## What is expected
Format the part of the material below that opens with the line containing "Find dirt path." and closes with the line containing "xmin=344 ymin=251 xmax=407 ymax=315" as a JSON list of strings, one string per line and blank lines skipped. Include both of those lines and nothing outside that span.

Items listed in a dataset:

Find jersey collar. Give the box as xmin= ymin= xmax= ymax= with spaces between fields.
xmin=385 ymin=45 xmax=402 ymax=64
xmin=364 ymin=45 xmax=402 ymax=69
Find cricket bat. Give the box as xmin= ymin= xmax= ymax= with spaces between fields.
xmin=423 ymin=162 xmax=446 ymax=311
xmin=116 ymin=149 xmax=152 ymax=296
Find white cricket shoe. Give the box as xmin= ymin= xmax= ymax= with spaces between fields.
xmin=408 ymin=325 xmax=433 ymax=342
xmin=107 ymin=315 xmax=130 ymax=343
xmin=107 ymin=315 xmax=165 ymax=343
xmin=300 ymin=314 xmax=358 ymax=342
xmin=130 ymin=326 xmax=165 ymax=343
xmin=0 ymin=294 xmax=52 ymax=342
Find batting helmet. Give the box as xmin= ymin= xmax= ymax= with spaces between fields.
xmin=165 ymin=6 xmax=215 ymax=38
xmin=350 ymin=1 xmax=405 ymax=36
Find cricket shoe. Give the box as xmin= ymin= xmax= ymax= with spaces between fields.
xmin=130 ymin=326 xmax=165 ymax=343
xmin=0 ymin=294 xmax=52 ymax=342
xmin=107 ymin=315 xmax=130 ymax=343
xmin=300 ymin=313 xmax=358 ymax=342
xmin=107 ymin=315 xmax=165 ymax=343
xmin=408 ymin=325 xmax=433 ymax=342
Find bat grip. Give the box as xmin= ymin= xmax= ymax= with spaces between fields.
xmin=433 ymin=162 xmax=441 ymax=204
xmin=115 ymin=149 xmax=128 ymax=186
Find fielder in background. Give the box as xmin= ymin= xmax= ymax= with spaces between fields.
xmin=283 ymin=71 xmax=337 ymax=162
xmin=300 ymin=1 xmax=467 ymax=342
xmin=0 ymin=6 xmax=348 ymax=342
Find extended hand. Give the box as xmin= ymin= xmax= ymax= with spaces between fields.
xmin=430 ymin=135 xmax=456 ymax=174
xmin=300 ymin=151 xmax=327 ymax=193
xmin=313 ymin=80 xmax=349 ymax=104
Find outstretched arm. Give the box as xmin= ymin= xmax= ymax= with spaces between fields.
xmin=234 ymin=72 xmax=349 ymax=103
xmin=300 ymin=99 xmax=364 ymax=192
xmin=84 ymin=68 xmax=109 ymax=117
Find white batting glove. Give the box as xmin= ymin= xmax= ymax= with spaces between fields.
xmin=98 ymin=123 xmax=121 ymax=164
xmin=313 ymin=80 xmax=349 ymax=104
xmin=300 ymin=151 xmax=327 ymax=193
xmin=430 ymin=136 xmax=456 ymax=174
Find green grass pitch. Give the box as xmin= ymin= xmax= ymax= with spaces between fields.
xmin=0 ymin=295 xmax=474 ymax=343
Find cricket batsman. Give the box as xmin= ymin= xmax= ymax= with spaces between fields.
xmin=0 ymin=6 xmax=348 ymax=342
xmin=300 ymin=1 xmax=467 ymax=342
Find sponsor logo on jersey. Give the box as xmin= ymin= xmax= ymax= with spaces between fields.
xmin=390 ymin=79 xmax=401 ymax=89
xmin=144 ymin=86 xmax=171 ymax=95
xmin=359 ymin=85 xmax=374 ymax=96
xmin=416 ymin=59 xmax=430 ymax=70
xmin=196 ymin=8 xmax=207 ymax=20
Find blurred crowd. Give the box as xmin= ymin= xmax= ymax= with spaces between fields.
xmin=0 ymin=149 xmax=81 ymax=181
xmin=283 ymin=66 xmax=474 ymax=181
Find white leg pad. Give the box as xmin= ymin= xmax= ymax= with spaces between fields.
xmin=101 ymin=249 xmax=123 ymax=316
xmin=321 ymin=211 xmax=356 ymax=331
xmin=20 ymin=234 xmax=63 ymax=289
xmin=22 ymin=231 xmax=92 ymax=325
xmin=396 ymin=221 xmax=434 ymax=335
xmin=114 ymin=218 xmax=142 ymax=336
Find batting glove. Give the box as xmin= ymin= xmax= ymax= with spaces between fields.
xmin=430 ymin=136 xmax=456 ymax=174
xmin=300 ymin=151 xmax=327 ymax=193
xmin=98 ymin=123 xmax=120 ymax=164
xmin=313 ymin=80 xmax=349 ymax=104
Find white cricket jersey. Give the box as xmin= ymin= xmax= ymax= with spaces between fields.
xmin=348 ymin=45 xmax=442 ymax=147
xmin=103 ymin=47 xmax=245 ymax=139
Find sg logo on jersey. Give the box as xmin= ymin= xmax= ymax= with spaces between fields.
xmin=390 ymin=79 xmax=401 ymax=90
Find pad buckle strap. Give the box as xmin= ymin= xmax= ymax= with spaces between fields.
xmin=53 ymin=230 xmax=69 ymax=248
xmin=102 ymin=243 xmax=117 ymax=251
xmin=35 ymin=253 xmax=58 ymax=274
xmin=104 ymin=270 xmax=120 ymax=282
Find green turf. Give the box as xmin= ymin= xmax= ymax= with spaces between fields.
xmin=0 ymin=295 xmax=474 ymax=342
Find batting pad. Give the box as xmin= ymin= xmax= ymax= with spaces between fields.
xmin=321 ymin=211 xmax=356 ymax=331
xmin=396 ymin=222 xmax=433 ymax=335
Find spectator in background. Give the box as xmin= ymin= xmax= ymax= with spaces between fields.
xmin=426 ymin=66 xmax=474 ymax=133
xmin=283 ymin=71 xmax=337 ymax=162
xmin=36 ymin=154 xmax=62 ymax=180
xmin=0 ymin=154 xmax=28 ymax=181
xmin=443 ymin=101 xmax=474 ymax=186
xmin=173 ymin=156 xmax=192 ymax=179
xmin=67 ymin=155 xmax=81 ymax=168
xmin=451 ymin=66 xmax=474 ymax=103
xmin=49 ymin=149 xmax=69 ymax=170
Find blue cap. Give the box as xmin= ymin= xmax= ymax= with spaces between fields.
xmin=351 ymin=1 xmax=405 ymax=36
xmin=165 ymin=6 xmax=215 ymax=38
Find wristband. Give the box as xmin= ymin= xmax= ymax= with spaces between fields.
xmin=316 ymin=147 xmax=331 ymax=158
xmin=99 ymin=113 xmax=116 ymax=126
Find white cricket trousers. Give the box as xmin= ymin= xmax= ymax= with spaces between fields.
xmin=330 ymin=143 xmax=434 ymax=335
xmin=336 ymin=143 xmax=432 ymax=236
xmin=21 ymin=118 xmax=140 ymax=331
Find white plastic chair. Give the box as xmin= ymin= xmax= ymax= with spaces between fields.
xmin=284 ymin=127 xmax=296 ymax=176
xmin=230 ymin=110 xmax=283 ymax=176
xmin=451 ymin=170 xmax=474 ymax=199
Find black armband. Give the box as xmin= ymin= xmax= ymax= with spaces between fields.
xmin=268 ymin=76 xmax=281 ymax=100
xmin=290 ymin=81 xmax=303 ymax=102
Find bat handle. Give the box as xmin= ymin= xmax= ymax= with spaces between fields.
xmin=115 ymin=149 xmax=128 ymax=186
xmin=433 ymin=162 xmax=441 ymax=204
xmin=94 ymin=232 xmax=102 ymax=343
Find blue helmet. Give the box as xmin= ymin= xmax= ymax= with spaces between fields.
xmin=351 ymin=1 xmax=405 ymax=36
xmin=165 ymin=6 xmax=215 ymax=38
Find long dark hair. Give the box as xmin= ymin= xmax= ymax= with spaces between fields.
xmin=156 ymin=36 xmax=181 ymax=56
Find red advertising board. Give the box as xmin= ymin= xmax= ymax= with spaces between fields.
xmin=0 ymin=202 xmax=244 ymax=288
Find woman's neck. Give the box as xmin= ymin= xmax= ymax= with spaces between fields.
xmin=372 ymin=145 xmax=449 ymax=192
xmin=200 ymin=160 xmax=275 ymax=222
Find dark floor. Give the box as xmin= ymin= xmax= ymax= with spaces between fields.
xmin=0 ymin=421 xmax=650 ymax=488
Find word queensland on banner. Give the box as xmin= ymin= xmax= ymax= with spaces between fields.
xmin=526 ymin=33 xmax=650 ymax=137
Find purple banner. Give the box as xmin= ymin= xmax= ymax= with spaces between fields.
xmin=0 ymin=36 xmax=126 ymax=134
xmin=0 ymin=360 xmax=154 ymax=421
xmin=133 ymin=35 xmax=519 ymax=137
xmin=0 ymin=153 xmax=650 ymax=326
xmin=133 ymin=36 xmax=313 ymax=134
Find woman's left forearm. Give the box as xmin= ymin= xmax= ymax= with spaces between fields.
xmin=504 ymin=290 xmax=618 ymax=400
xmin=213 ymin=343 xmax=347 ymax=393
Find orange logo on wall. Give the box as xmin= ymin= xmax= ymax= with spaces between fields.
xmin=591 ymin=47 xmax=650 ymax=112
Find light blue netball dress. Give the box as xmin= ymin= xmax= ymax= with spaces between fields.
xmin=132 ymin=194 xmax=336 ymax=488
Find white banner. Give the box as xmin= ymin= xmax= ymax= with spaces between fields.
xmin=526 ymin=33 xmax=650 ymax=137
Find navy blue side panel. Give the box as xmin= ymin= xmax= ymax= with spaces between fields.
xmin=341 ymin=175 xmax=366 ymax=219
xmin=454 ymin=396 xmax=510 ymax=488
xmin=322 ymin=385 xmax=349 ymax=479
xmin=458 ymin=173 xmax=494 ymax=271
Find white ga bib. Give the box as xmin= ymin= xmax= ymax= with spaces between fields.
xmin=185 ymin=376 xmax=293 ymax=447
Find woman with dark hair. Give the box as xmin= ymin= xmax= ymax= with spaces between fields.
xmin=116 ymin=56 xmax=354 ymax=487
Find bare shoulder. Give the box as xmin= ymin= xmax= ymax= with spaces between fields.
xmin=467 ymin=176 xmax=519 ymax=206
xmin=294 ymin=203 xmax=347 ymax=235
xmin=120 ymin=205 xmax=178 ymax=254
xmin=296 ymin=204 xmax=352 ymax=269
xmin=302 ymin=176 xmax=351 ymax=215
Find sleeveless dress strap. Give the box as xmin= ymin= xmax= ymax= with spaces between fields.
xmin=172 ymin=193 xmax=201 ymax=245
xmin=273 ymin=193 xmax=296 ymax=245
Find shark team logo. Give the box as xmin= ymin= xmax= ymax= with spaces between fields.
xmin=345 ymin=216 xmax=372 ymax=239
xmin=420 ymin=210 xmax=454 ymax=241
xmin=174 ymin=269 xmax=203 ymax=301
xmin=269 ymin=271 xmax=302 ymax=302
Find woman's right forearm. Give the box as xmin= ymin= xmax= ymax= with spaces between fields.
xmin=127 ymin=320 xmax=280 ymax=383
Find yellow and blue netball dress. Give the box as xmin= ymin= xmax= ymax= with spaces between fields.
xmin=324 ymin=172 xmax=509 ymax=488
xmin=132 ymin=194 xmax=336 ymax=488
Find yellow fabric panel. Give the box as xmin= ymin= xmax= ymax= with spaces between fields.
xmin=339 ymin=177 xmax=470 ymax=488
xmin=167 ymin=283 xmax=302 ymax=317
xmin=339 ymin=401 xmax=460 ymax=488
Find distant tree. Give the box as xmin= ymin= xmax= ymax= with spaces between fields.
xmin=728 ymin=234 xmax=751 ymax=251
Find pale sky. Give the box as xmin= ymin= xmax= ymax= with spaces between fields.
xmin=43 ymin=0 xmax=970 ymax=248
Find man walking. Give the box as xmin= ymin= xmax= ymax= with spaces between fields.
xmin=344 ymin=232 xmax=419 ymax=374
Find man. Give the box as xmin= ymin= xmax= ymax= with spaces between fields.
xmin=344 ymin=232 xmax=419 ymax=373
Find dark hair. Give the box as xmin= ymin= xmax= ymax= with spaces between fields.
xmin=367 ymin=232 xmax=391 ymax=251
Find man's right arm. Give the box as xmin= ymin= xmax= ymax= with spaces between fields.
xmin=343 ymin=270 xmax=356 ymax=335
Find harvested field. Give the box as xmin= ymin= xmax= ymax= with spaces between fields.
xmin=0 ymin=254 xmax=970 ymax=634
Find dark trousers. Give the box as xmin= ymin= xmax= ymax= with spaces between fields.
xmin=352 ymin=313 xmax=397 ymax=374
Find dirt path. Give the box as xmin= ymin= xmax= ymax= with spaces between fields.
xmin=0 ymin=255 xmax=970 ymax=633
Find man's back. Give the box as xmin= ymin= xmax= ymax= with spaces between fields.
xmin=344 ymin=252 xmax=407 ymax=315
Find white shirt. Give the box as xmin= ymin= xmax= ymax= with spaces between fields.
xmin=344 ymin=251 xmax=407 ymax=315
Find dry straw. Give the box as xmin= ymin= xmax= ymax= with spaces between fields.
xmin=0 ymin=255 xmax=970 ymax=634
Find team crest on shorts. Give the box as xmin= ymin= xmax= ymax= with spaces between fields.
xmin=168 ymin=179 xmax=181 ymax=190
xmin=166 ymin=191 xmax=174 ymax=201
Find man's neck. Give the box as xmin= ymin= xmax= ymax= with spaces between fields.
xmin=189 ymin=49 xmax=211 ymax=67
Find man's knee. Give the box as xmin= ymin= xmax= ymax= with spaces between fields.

## Exercise answer
[
  "Find dirt path. Give the box as xmin= ymin= xmax= ymax= with spaces between fields.",
  "xmin=0 ymin=255 xmax=970 ymax=633",
  "Find man's back. Give the box as xmin= ymin= xmax= ymax= with spaces between fields.",
  "xmin=344 ymin=252 xmax=407 ymax=315",
  "Find white shirt. Give the box as xmin= ymin= xmax= ymax= with spaces between fields.",
  "xmin=344 ymin=251 xmax=407 ymax=315"
]